▶ [Anweisung a]:
Ziehe aus der Auflistung weiter unten jede Zeile heraus, in der die Zeichenfolge „dark“ vorkommt.

▶ [Vorliegender Text]:
■ ■ ■ ■ ■ ■ ■
Gemeinsam stark durch gelebte Demokratie

Modelle und ethische Grundhaltungen

Zu diesem mehrtägigen Projekt hatte der deutsch-französisch-englische Verein Gauting e.V. (DFEV) rund um den  Französischen Nationalfeiertag am 14. Juli 2024 aufgerufen. Nicht nur Vertreter der beiden Partnerstädte, Gauting und Clermont-L’Hérault, sondern auch die interessierte Öffentlichkeit und Schüler der örtlichen Schulen waren dazu eingeladen.
■ ■ ■ ■ ■ ■ ■
▶ [Anweisung b]:
Beantworte zum Text über das Demokratieprojekt kurz die folgenden Fragen:
(i) Welche Grundhaltungen nennt der Untertitel neben den Modellen?
(ii) Welcher Verein hatte zu dem Projekt aufgerufen?
(iii) Welche beiden Partnerstädte werden genannt?

Eine Reihe von Datensätzen:
■ ■ ■ ■ ■ ■ ■
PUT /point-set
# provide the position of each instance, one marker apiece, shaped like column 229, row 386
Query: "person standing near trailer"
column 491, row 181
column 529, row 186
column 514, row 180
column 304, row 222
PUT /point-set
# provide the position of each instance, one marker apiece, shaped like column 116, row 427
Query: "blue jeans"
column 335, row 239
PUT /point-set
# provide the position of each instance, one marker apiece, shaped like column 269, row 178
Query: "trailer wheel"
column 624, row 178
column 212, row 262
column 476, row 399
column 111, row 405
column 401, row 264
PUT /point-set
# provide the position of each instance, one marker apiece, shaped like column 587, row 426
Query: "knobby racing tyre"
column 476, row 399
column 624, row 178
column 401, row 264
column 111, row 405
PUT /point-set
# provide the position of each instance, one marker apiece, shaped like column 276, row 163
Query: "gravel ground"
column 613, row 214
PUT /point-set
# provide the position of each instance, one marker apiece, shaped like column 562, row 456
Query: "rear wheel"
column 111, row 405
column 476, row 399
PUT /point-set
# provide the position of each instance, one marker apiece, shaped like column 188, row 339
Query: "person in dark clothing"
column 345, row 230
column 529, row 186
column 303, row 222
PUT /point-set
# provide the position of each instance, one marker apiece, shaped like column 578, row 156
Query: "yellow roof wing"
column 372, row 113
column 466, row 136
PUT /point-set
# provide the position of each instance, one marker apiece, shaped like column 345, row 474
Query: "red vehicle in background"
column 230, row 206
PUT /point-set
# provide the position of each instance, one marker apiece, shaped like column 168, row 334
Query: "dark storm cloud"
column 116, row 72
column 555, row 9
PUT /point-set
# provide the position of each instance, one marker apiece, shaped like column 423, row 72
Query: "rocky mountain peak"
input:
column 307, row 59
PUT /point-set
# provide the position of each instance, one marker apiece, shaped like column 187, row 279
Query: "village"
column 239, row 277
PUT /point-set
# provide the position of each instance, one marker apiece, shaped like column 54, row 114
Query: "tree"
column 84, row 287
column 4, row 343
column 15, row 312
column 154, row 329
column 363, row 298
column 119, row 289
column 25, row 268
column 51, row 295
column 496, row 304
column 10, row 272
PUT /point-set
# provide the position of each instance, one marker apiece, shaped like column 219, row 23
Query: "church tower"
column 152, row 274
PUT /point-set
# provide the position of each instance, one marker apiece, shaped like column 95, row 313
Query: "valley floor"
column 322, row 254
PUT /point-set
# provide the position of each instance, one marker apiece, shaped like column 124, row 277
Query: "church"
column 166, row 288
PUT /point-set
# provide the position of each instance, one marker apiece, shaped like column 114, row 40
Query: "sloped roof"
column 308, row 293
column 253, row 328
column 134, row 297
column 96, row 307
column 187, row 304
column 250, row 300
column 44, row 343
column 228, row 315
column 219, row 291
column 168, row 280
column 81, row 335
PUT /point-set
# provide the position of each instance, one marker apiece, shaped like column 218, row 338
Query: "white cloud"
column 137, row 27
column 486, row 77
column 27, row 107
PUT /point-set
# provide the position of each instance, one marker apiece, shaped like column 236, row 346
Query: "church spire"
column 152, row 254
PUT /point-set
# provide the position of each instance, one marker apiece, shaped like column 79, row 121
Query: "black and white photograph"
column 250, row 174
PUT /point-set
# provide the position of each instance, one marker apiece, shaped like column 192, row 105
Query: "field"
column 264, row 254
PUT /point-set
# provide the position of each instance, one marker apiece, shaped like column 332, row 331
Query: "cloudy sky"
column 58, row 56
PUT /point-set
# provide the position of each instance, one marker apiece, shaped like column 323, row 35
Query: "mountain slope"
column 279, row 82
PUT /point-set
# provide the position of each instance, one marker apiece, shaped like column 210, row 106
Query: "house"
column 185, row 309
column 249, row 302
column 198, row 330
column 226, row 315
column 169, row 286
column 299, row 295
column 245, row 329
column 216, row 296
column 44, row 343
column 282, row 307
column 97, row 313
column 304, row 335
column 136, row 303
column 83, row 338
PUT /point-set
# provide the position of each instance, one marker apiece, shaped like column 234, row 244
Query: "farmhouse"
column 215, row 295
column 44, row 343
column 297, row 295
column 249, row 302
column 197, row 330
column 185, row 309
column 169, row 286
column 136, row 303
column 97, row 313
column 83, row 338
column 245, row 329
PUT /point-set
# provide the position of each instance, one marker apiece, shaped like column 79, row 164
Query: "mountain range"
■ ■ ■ ■ ■ ■ ■
▶ [Antwort a]:
Query: "person in dark clothing"
Query: "dark storm cloud"

▶ [Antwort b]:
(i) Ethische Grundhaltungen.
(ii) Der deutsch-französisch-englische Verein Gauting e.V. (DFEV).
(iii) Gauting und Clermont-L’Hérault.